## Problem statement:
Render every line of the rows below as a JSON list of strings, one string per line, and leave out the blank lines.

## begin Given information

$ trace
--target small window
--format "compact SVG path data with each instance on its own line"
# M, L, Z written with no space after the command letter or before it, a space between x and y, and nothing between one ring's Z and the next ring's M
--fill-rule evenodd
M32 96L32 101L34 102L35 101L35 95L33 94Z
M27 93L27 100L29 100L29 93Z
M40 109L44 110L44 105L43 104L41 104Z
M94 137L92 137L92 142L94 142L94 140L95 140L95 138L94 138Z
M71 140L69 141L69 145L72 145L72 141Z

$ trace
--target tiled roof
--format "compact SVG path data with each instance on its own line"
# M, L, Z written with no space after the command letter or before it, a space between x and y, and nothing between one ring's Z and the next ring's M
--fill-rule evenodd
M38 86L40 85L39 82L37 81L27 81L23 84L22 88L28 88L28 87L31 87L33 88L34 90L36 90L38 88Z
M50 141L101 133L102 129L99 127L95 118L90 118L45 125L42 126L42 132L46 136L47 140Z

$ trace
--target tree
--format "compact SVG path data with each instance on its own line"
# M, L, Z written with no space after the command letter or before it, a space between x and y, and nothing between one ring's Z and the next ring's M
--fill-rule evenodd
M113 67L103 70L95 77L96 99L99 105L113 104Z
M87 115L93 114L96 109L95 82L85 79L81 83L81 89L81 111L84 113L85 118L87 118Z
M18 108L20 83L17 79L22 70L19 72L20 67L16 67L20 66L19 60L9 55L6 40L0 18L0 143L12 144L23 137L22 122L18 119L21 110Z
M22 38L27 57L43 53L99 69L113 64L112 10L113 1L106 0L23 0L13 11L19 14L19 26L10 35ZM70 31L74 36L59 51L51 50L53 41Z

## end Given information

## Exercise solution:
[
  "$ trace",
  "--target small window",
  "--format \"compact SVG path data with each instance on its own line\"",
  "# M, L, Z written with no space after the command letter or before it, a space between x and y, and nothing between one ring's Z and the next ring's M",
  "--fill-rule evenodd",
  "M32 96L32 101L34 102L35 101L35 95L33 94Z",
  "M27 93L27 100L29 100L29 93Z",
  "M40 109L44 110L44 105L43 104L41 104Z",
  "M94 137L92 137L92 142L94 142L94 140L95 140L95 138L94 138Z",
  "M71 140L69 141L69 145L72 145L72 141Z",
  "$ trace",
  "--target tiled roof",
  "--format \"compact SVG path data with each instance on its own line\"",
  "# M, L, Z written with no space after the command letter or before it, a space between x and y, and nothing between one ring's Z and the next ring's M",
  "--fill-rule evenodd",
  "M38 86L40 85L39 82L37 81L27 81L23 84L22 88L28 88L28 87L31 87L33 88L34 90L36 90L38 88Z",
  "M50 141L101 133L102 129L99 127L95 118L90 118L45 125L42 126L42 132L46 136L47 140Z",
  "$ trace",
  "--target tree",
  "--format \"compact SVG path data with each instance on its own line\"",
  "# M, L, Z written with no space after the command letter or before it, a space between x and y, and nothing between one ring's Z and the next ring's M",
  "--fill-rule evenodd",
  "M113 67L103 70L95 77L96 99L99 105L113 104Z",
  "M87 115L93 114L96 109L95 82L85 79L81 83L81 89L81 111L84 113L85 118L87 118Z",
  "M18 108L20 83L17 79L22 70L19 72L20 67L16 67L20 66L19 60L9 55L6 40L0 18L0 143L12 144L23 137L22 122L18 119L21 110Z",
  "M22 38L27 57L43 53L99 69L113 64L112 10L113 1L106 0L23 0L13 11L19 14L19 26L10 35ZM70 31L74 36L59 51L51 50L53 41Z"
]